» **RECORDS SUPPLIED**:
###
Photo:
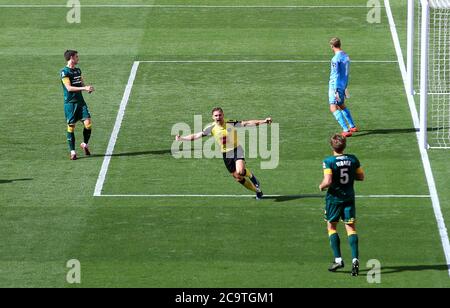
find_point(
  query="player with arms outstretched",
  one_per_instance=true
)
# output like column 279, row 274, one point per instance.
column 75, row 107
column 340, row 172
column 338, row 91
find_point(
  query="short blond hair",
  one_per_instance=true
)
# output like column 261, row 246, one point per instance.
column 338, row 143
column 335, row 42
column 217, row 109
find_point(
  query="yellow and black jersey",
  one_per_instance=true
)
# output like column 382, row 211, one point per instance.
column 226, row 136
###
» **EXERCISE DETAILS**:
For the word "query", go through the records and show each line that carries it.

» **EXERCISE RESPONSE**:
  query="player with arms outstretched",
  query="short blond hair",
  query="yellow and black jersey",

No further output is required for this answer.